TASK BRIEF » Render the material below as a numbered list, taking everything from the line containing "get_bbox(human hand)" down to the line containing "[304,497,353,513]", both of those lines included, and omitting any blank lines.
━━ DATA EXCERPTS
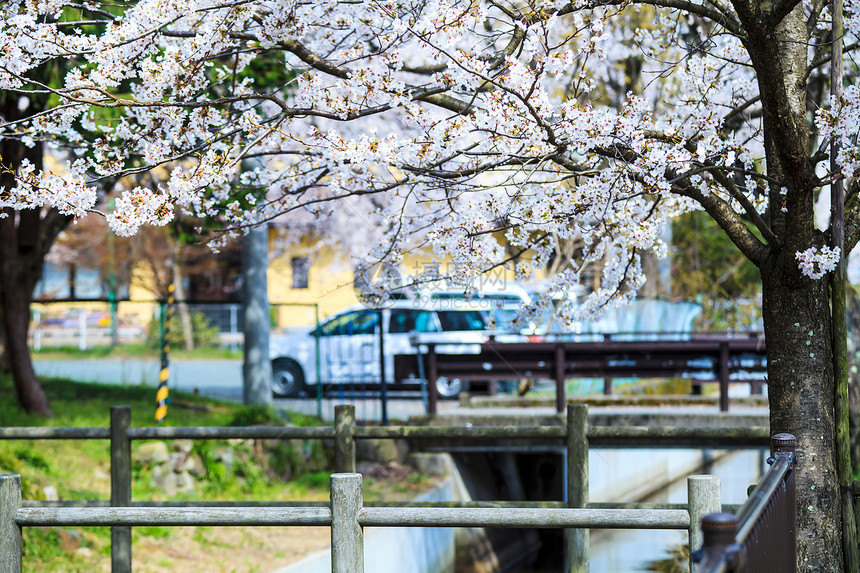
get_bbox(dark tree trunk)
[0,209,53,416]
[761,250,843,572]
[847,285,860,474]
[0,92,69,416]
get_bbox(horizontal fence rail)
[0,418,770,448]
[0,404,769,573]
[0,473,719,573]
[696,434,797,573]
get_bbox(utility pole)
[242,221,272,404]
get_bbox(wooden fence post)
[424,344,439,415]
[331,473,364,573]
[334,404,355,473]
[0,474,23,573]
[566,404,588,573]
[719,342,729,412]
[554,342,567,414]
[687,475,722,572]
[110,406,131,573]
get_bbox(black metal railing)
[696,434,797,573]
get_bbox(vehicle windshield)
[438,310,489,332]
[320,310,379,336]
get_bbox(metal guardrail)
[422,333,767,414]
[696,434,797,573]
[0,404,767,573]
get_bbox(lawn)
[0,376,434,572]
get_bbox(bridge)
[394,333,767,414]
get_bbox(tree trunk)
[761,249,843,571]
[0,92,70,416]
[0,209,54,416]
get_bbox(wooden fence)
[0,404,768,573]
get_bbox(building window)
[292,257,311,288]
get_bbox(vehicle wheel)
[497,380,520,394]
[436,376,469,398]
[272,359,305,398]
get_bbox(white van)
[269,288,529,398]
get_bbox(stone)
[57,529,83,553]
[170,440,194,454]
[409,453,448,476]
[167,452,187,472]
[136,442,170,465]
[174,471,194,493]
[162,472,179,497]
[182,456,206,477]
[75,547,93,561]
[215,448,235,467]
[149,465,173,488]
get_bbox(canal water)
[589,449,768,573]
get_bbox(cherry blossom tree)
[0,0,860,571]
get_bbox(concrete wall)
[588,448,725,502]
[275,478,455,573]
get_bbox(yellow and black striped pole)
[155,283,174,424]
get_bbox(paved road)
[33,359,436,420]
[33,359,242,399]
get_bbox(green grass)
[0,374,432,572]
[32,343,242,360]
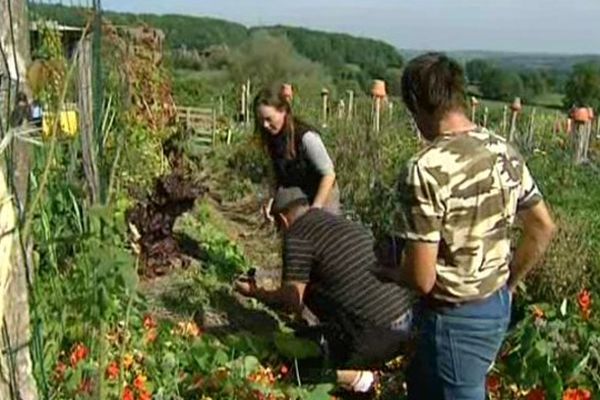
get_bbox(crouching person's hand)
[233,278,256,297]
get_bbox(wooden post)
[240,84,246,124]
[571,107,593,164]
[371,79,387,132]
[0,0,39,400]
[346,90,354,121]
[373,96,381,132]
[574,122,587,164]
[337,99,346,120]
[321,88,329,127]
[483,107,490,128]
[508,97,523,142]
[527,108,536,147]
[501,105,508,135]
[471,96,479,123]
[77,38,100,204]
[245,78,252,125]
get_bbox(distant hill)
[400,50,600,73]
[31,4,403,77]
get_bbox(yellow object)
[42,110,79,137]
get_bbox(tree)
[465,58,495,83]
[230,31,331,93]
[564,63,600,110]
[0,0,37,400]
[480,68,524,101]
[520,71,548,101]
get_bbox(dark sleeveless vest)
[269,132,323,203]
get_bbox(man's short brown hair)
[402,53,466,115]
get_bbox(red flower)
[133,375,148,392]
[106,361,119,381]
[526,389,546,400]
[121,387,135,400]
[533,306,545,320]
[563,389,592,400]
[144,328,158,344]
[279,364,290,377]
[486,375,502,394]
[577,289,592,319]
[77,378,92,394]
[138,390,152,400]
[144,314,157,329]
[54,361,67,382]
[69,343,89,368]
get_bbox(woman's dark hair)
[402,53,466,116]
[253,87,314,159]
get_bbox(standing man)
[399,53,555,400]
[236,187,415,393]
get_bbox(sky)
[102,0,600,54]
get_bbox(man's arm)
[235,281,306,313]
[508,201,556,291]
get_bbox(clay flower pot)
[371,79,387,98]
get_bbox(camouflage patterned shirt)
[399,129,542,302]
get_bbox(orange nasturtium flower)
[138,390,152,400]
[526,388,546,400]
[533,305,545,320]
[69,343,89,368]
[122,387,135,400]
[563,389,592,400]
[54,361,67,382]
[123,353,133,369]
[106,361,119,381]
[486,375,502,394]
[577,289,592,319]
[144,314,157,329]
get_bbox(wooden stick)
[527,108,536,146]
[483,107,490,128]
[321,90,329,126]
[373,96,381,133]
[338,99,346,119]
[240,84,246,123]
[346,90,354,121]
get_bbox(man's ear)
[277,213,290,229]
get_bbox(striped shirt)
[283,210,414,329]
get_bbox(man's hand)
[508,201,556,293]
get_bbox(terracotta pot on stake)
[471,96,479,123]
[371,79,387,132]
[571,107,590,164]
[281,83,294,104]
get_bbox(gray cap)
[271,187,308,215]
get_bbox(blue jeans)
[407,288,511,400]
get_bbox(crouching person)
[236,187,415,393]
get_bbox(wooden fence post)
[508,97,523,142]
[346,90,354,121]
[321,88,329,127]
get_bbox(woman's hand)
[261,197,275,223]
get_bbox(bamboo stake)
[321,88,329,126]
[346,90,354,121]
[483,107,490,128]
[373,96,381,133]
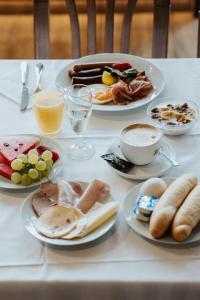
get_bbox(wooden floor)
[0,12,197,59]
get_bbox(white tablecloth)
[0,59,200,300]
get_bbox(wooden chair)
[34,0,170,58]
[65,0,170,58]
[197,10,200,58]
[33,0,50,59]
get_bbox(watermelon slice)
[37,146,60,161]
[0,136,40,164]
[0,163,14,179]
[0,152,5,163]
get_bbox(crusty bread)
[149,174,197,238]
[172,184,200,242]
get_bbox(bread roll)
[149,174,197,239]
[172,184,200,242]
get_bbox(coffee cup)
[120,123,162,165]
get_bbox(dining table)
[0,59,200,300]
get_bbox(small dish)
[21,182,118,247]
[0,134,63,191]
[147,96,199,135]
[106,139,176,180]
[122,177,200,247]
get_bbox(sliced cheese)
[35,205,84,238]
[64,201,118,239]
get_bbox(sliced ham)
━━━━
━━ DATA EXCERPTS
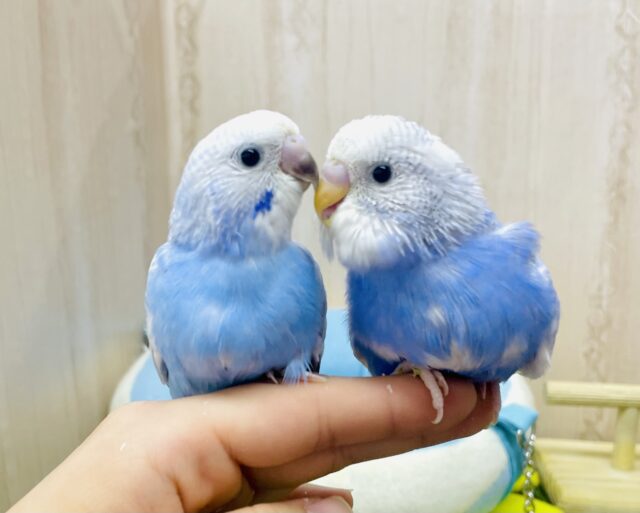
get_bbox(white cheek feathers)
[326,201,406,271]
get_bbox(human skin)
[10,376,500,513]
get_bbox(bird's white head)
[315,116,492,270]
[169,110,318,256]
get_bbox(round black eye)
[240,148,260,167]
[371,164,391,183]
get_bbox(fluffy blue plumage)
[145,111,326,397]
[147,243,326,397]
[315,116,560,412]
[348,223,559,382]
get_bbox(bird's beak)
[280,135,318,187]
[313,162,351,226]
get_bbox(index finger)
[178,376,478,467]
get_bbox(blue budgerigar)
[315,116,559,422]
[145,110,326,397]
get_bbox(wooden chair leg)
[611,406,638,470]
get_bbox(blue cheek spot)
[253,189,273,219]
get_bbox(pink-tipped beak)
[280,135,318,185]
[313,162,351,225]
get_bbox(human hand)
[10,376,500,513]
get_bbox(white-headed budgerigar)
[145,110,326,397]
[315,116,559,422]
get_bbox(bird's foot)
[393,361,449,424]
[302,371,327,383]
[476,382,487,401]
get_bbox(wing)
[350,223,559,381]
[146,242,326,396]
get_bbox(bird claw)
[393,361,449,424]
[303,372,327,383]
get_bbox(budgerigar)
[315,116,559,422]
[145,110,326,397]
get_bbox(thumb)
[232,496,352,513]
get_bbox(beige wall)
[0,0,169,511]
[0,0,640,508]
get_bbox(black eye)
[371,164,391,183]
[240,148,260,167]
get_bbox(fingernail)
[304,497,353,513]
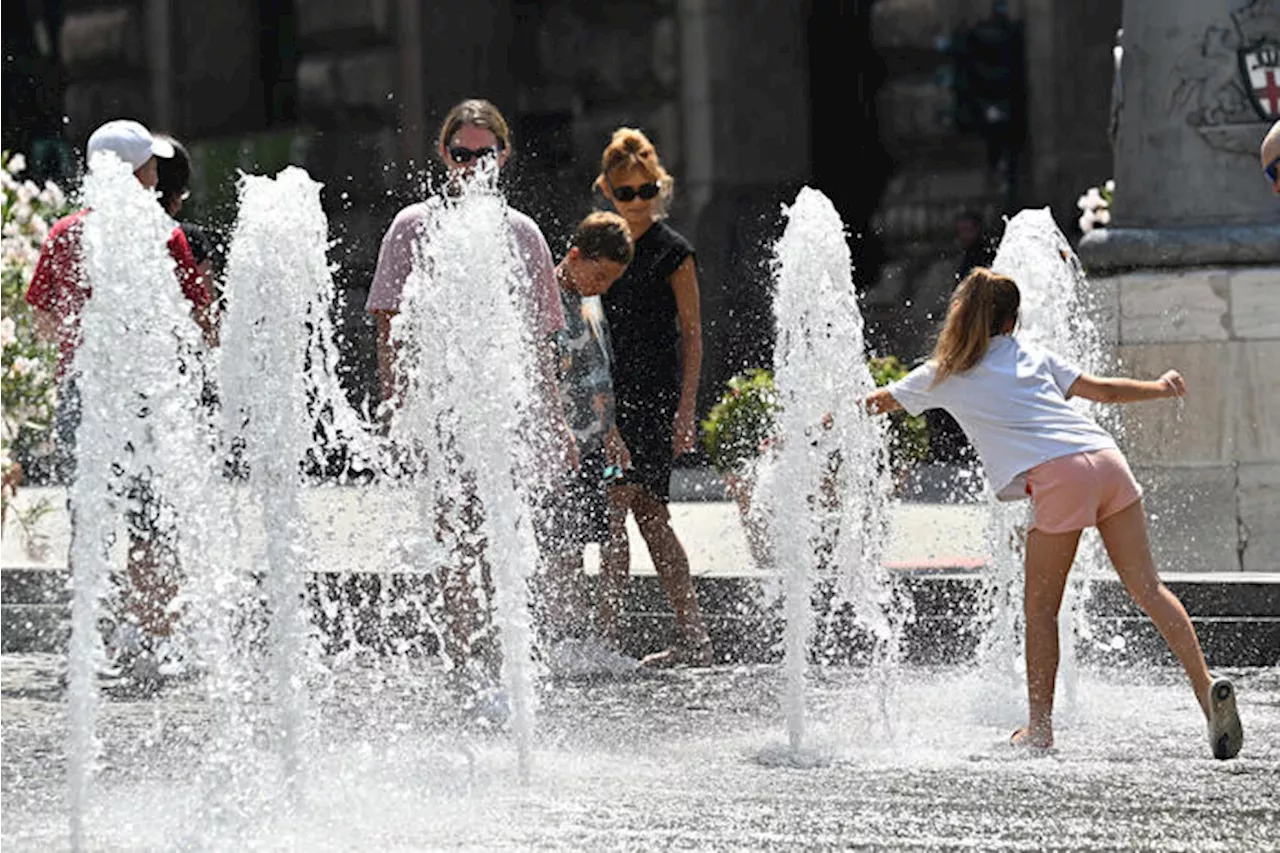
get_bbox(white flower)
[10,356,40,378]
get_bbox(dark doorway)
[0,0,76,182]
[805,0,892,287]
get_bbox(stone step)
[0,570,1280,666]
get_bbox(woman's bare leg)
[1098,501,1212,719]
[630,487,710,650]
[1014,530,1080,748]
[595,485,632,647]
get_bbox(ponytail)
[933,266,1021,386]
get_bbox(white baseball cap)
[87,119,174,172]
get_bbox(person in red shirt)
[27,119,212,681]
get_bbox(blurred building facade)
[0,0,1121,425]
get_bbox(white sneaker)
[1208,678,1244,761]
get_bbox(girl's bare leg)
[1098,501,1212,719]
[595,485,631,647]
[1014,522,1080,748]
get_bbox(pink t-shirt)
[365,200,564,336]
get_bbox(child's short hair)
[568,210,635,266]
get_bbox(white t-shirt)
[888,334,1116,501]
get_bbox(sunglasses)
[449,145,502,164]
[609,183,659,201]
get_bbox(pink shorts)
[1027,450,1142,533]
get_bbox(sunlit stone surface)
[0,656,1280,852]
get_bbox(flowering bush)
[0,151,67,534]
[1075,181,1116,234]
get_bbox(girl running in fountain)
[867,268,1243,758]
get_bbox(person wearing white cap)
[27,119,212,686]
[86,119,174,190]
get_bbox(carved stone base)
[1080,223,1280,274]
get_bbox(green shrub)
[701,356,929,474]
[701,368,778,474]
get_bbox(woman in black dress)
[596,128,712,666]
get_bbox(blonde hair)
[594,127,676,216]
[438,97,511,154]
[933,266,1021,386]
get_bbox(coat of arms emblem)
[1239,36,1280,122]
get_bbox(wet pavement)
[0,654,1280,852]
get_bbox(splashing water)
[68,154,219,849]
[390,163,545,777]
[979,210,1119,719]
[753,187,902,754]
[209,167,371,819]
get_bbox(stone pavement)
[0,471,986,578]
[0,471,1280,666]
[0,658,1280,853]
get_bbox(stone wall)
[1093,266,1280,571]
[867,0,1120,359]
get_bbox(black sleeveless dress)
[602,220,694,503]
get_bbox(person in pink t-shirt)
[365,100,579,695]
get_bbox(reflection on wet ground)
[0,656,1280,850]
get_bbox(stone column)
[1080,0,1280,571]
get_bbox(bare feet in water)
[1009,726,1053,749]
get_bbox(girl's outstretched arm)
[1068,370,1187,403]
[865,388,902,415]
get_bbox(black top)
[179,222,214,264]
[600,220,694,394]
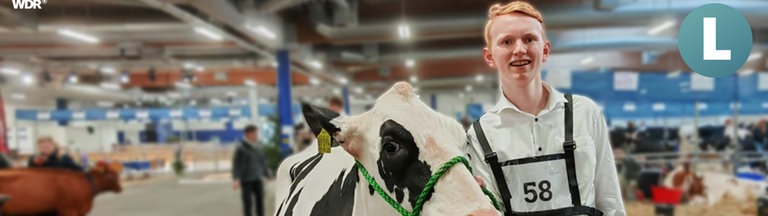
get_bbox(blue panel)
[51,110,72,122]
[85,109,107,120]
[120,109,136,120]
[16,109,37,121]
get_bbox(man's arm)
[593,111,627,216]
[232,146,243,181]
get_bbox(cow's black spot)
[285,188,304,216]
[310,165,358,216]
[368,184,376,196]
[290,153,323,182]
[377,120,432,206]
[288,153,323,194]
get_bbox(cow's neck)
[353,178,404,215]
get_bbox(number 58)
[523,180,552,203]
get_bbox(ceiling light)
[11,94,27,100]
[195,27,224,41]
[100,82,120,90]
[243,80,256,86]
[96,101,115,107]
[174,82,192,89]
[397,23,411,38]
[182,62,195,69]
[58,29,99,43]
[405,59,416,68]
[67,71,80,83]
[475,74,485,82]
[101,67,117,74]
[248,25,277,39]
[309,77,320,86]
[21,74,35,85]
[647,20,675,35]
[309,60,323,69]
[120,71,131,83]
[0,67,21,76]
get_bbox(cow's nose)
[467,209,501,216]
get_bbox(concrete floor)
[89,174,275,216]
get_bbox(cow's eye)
━━━━
SOLUTION BELOW »
1. get_bbox(human hand)
2. [10,376,500,513]
3. get_bbox(white-headed budgerigar)
4. [145,110,326,397]
5. [315,116,559,422]
6. get_bbox(bird's foot)
7. [393,361,449,424]
8. [302,371,327,383]
9. [476,382,487,401]
10. get_bbox(wing)
11. [350,223,559,381]
12. [146,242,326,396]
13. get_bbox(bird claw)
14. [393,361,449,424]
15. [303,372,327,383]
16. get_bbox(budgerigar)
17. [315,116,559,422]
18. [145,110,326,397]
19. get_bbox(thumb)
20. [232,496,352,513]
21. get_bbox(beige wall)
22. [0,0,169,511]
23. [0,0,640,508]
24. get_bbox(black eye)
25. [371,164,391,183]
26. [240,148,260,167]
27. get_bbox(fingernail)
28. [304,497,353,513]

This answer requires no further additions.